Around the world, businesses of all kinds are facing disruptions as a result of greater competition, changing market demands and accelerated technological advances. In response to this threat, they are increasingly recognising the need to have a robust, customer-centric digital strategy. For many, the successful execution of such a strategy hinges on digital transformation – the integration of digital technology to enhance the customer experience, improve organisational performance and uncover new opportunities.

“Our customers are the driving force behind our digital strategy,” said Alicia Aitken, who leads the transformation and change capability at ANZ, one of Australia’s leading banks and a Project Management Institute (PMI) partner. “Putting the customer at the heart of everything we do begins with understanding what our customers truly need and want, not just today, but tomorrow.”

Getting started
A digital transformation can encompass everything from redesigning the external user experience to updating IT systems, internal processes and technologies. In an interview for PMI’s podcast, Projectified with PMI, McKinsey & Company Senior Partner Anand Swaminathan stated this is an important journey for organisations, noting how it can “fundamentally change the way they will operate in the future to better serve their customers and better manage their employees and to really drive their organisation into a more effective and successful organisation in the future”.

Unsurprisingly, a recent survey by Forbes Insights and Hitachi confirmed that digital transformation is the top strategic priority for half of all top management. According to Accenture’s Digital Transformation in the Age of the Customer report, improving the overall customer experience is a top priority for companies and a main driver behind their digital transformation ambitions. This shows a growing awareness that customer experience is critical to an organisation achieving its ongoing strategy.

Improving the overall customer experience is a top priority for companies and a main driver behind their digital transformation

“We’re finding the forefront of digital transformation is the voice of the customer – the end customer,” said Jim Boland, leader of IBM’s Project Management Global Centre of Excellence. “One challenge is how do we get our client to put themselves in the shoes of their end customer?” Organisations must continue to deliver the value and experiences customers demand and expect, while making ongoing real-time changes in customer-facing environments and activities.

▸ **Given records**
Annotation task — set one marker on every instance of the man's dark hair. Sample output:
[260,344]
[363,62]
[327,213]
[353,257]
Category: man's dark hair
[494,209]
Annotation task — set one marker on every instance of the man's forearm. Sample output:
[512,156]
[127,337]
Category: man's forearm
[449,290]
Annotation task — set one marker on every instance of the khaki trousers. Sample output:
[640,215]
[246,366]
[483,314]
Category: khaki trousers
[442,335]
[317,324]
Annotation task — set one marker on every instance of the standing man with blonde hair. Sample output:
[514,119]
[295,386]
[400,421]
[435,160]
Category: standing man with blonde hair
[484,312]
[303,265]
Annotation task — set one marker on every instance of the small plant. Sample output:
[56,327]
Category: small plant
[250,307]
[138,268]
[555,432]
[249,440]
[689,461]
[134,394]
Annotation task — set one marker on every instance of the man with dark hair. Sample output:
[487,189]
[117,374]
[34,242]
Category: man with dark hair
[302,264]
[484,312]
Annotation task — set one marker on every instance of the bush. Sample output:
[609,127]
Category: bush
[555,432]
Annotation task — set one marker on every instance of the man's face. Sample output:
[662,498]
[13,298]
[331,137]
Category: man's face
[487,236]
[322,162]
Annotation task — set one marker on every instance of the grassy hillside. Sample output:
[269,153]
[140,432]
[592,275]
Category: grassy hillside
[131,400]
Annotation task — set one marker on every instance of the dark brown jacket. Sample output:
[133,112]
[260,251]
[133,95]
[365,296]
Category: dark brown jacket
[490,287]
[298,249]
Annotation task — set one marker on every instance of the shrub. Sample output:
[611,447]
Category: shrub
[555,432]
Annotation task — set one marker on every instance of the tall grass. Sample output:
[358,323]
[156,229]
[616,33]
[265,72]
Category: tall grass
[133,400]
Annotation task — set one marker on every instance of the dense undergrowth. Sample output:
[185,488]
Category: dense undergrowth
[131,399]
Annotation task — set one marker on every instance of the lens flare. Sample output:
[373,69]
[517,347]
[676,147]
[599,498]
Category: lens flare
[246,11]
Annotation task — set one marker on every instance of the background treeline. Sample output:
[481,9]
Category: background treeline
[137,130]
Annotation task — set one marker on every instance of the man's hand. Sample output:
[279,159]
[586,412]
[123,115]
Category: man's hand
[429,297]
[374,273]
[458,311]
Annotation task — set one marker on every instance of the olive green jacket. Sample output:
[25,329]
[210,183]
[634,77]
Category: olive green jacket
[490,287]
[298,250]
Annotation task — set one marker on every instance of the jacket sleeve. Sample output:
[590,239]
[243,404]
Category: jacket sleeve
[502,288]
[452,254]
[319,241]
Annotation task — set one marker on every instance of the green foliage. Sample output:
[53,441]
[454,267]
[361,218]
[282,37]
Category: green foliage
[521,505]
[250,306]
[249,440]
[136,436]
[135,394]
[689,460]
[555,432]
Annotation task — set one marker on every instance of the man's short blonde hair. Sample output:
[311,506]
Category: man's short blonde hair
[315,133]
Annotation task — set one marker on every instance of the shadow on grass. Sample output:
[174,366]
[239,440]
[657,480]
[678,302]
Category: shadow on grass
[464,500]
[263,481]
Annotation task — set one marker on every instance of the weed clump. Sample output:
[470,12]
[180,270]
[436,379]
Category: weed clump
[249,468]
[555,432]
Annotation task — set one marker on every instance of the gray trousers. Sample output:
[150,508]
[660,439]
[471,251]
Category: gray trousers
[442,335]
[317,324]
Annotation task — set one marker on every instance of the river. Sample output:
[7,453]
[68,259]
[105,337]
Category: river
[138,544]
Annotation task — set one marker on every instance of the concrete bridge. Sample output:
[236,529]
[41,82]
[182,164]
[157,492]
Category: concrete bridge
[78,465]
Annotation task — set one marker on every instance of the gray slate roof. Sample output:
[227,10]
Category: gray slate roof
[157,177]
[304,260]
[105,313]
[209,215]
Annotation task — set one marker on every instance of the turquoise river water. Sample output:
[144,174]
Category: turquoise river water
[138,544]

▸ **Required actions**
1. Retype the stretch of the entries from the line containing "the gray slate" through the end of the entries, exactly as they stand.
2. Extend the article on customer-centric digital transformation, picking up after its final sentence.

▸ **Responses to the tasks**
1.
Annotation task — set one marker on every instance of the gray slate roof. Sample output:
[227,10]
Category: gray slate roof
[157,177]
[304,260]
[105,313]
[209,215]
Annotation task — set one marker on every instance of the turquoise river water. Sample output:
[144,174]
Category: turquoise river water
[138,544]

2.
Understanding challenges
Organisations undergoing digital transformations know this process presents several unique challenges. Adding to the difficulty of digital transformation is that large, global organisations, such as banks and other financial services companies, often have legacy technology and ingrained ways of doing business. They also tend to have third-party partners that add to their complexity and thus make them vulnerable to disruption by smaller, nimbler, digitally orientated start-ups. Such start-ups are able to execute a digital strategy without the need to focus on a digital transformation.

While successful strategy implementation has always been of critical importance, it takes on greater urgency when it comes to digital transformation. These complex, wide-ranging initiatives are essential to a company’s ability to compete. Even businesses that don’t think of themselves as hi-tech or digitally orientated can’t ignore customers’ demands for digital engagement.

Organisational strategies are successfully implemented through effective portfolio, programme and project management processes. Organisations that make use of project management can hope for greater success in their digital transformation strategies. That said, many companies are still wasting money on projects.

The most recent research from PMI’s 2018 Pulse of the Profession survey shows that, on average, global organisations waste €99m for every €1bn invested in projects – a slight uptick from last year’s figure of €97m. In Europe, the wastage figure is even greater: of the regions surveyed in PMI’s Pulse of the Profession, European organisations reported the second-highest average waste on project spending, at €127m for every €1bn spent.

Identification, execution, sustainment
Project management – the application of knowledge, skills, tools and techniques to activities to meet project requirements – brings rigour, discipline, standardised methodology and a common language to complex initiatives. It is recommended that organisations implement several of the following project management approaches to ensure they are taking the necessary steps to achieve their goals.

First, it is important to invest in executive support for the project. This is essential, as the top driver of projects can help ensure original business goals are met. Engaged executive sponsors help organisations bridge the communications gap between influencers and implementers to increase collaboration and support, boosting project success rates and reducing risk.

Agile is a mindset based on a set of key values and principles designed to better enable collaborative work and deliver continuous value through people-first orientation

Organisations around the world report that an average of 38 percent of projects don’t have active executive sponsorship, which points to the need and opportunity for executive leaders to be more engaged in the delivery of strategy. In Europe, 46 percent of projects were reported as not having an active executive sponsor.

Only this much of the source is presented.